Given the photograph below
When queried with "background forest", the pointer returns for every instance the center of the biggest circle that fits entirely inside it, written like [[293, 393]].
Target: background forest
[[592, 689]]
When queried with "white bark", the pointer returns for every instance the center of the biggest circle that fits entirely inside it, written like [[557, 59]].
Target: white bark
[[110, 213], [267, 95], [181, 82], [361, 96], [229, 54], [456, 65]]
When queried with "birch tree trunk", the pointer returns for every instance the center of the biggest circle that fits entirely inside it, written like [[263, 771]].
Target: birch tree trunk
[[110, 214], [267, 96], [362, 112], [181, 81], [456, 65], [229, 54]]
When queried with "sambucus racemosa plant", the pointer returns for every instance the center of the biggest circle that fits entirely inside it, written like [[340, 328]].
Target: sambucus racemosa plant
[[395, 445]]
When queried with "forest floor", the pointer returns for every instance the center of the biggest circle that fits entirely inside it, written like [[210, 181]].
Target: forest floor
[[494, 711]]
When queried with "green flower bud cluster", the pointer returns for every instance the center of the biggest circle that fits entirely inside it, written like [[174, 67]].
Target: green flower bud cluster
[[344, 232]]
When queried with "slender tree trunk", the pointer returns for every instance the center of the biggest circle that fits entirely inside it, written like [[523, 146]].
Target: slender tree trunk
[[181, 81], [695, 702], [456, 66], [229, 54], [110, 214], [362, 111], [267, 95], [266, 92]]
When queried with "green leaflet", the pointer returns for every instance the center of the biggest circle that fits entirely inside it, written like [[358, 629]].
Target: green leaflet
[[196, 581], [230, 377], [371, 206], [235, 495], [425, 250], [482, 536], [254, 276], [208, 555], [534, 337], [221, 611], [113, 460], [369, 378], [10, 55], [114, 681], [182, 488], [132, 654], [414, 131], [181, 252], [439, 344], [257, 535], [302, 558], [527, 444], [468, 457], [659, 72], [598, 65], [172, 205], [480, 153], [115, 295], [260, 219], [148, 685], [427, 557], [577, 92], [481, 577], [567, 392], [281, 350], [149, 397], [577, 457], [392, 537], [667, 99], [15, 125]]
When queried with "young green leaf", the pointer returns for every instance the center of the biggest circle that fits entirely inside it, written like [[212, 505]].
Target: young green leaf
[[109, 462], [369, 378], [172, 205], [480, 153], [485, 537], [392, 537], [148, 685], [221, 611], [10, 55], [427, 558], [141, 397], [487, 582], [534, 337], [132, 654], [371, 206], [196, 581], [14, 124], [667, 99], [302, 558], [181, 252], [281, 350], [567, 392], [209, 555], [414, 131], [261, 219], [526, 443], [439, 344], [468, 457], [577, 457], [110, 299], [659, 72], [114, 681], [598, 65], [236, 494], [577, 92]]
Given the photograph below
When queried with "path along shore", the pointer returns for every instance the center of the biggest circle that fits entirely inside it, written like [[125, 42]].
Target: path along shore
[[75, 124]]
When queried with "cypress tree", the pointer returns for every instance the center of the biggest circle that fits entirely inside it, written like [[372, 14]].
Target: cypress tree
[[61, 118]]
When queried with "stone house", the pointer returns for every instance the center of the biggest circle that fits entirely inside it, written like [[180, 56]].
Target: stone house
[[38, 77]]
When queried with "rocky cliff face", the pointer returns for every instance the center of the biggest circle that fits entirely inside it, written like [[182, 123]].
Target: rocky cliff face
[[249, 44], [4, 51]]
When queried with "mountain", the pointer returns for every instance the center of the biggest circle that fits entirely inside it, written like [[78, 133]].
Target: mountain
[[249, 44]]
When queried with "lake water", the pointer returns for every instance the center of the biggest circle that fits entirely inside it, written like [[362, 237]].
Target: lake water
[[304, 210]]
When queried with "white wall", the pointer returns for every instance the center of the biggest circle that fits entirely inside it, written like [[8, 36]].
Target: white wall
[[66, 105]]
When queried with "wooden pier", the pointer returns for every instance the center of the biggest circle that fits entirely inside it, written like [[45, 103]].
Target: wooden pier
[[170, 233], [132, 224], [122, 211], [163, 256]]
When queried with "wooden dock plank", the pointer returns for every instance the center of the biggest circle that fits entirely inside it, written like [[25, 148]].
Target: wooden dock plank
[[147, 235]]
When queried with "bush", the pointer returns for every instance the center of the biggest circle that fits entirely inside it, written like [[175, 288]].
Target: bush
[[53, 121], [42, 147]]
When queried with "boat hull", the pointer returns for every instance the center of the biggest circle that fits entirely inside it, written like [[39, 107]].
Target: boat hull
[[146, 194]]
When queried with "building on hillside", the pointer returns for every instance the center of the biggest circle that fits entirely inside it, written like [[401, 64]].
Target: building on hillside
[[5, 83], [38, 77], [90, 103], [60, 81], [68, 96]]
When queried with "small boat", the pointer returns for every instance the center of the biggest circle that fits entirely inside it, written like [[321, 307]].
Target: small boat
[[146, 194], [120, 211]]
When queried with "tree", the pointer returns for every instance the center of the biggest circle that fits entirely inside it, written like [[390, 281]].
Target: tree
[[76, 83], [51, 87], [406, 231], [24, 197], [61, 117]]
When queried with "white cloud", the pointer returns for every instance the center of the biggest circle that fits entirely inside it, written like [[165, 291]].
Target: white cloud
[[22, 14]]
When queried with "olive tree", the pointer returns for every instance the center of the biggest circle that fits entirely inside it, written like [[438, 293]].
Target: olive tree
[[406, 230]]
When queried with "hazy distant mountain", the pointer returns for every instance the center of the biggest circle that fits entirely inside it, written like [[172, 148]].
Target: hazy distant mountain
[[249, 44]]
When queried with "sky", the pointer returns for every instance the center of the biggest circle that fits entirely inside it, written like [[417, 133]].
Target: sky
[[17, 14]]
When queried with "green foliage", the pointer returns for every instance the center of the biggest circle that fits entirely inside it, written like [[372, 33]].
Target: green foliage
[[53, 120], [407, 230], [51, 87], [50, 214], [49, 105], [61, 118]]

::::::

The output should restate the data exactly, with no line missing.

◆ **Answer section**
Given the photograph below
When queried with "background forest", the pointer returns for every instance the center of the biggest circle that fits entirely inside it, written like [[293, 393]].
Target: background forest
[[592, 689]]
When queried with "white bark", the pointer returns for every instance the center of the biggest circle that fits entirely inside it, written like [[557, 59]].
Target: white bark
[[110, 213], [267, 95], [181, 82], [361, 96], [229, 54], [456, 65]]
When queried with "birch tree trunk", the pointer returns for every instance the center of the biggest circle that fits entirely inside it, written like [[263, 771]].
Target: birch tree trunk
[[110, 214], [267, 96], [362, 112], [181, 81], [456, 65], [229, 54]]
When queried with "sambucus racemosa plant", the pointer returns for every instance the center of the biggest circle that fits entirely inside it, written like [[340, 328]].
Target: sambucus racemosa plant
[[395, 445]]
When queried with "forest floor", the pointer returns for every instance the center of the biggest circle that fits entirely inside it, written like [[210, 181]].
Target: forest floor
[[494, 711]]
When queried with "green flower bud cluster", the pointer returns for every instance the center of the biggest circle that fits entirely inside it, written like [[174, 67]].
Target: green flower bud cluster
[[344, 232]]
When queried with "slender tree trunk", the pointer returns for every instance the center of the biggest circle that fits entirely inside it, written like [[523, 146]].
Target: slender tree trunk
[[181, 81], [695, 702], [456, 66], [229, 54], [110, 214], [362, 111], [267, 95], [266, 92]]
When queried with "green leaflet", the pointer returns for every instance the center of the biggest circle that fits entirely inside it, written like [[358, 629]].
Target: green leaflet
[[196, 581], [230, 377], [371, 206], [235, 495], [425, 250], [482, 536], [254, 276], [208, 555], [534, 337], [221, 611], [113, 460], [369, 378], [10, 55], [114, 681], [182, 488], [132, 654], [414, 131], [181, 252], [439, 344], [257, 535], [302, 558], [527, 444], [468, 457], [659, 72], [598, 65], [172, 205], [480, 153], [115, 295], [260, 219], [148, 685], [427, 557], [577, 92], [481, 577], [567, 392], [281, 350], [149, 397], [577, 457], [392, 537], [667, 99], [15, 125]]
When queried with "young green leaf", the pointer returns for every instance the center of the biggest circle that fits entirely inside it, written like [[212, 505]].
Target: young green leaf
[[109, 462], [369, 378], [172, 205], [480, 153], [485, 537], [392, 537], [148, 685], [221, 611], [10, 55], [427, 558], [141, 397], [487, 582], [534, 337], [132, 654], [371, 206], [196, 581], [14, 124], [667, 99], [302, 558], [181, 252], [281, 350], [567, 392], [209, 555], [414, 131], [261, 219], [526, 443], [439, 344], [468, 457], [577, 457], [110, 299], [659, 72], [114, 681], [598, 65], [236, 494], [577, 92]]
Given the photograph below
When queried with "path along shore", the pointer returns for every instance the center of the biggest circle that fits entirely inside it, written like [[125, 42]].
Target: path along shore
[[75, 124]]
When queried with "cypress tree", the pointer returns for every instance the center of the biggest circle that fits entirely inside it, written like [[372, 14]].
Target: cypress tree
[[61, 118]]
When queried with "stone house", the pointer returns for every instance the center of the biggest circle that fits entirely inside it, written like [[180, 56]].
Target: stone house
[[38, 77]]
When queried with "rocky cliff face", the pointer returns for every instance the center of the biggest circle that fits entirely inside it, written like [[182, 123]].
Target: rocky cliff face
[[249, 44], [4, 51]]
When queried with "mountain", the pointer returns for every instance the center of the biggest circle that fits entirely inside it, written like [[78, 133]].
Target: mountain
[[249, 44]]
When queried with "lake water", the pointer returns for every instance the center of the biggest circle that fits entirely inside it, written like [[362, 237]].
Target: lake water
[[304, 210]]
When queried with "white wall", the pointer returns for every instance the center of the biggest circle that fits entirely inside it, written like [[8, 36]].
Target: white wall
[[66, 105]]
When queried with "wooden pier", the pointer returns for every instance the center of the biggest circle that fits entirely inside it, written like [[45, 103]].
Target: wooden pier
[[170, 233], [132, 224], [122, 211], [163, 256]]
When queried with "wooden dock plank", the pointer returns for every instance the center of the biggest circle that fits entirely inside it, written like [[25, 148]].
Target: wooden dock plank
[[147, 235]]
When queried with "bush", the pointer returns for every instance the center of the biggest circle that fits entirely inside it, written like [[175, 288]].
Target: bush
[[53, 121], [42, 147]]
When queried with "boat hull", the pointer returns for every instance the center of the biggest circle that fits entirely inside it, written like [[39, 107]].
Target: boat hull
[[146, 194]]
When queried with "building on hillside", the pointer returns for every instance the center of the biggest circle that fits entirely inside it, written like [[401, 64]].
Target: building on hillside
[[5, 83], [38, 77], [90, 103], [60, 81], [68, 96]]
When queried with "small boat", the pointer returns for every instance the center of the biggest circle that fits entirely inside it, written like [[321, 307]].
Target: small boat
[[146, 194], [120, 211]]
When queried with "tree", the pointer returns for every instance the center of the biggest circle that fits entirely inside it, written like [[390, 281]].
Target: tree
[[76, 83], [51, 87], [406, 231], [24, 197], [61, 117]]
When queried with "white cloud", the pointer returns for every instance the center of the biggest circle that fits entirely inside it, written like [[165, 291]].
Target: white cloud
[[22, 14]]
When queried with "olive tree", the pointer returns for every instance the center of the biggest circle that fits entirely inside it, written like [[438, 293]].
Target: olive tree
[[406, 230]]
When queried with "hazy distant mountain", the pointer returns for every instance the center of the biggest circle that fits entirely inside it, written like [[172, 148]].
Target: hazy distant mountain
[[249, 44]]
When queried with "sky", the pointer returns for every instance the center of the biggest circle that fits entirely inside it, written like [[417, 133]].
Target: sky
[[17, 14]]
When queried with "green foliage", the pointer returns for every instance the center of the biggest circle that fits entirely inside it, written like [[372, 33]].
Target: green foliage
[[53, 120], [407, 230], [51, 87], [50, 214], [49, 105], [61, 118]]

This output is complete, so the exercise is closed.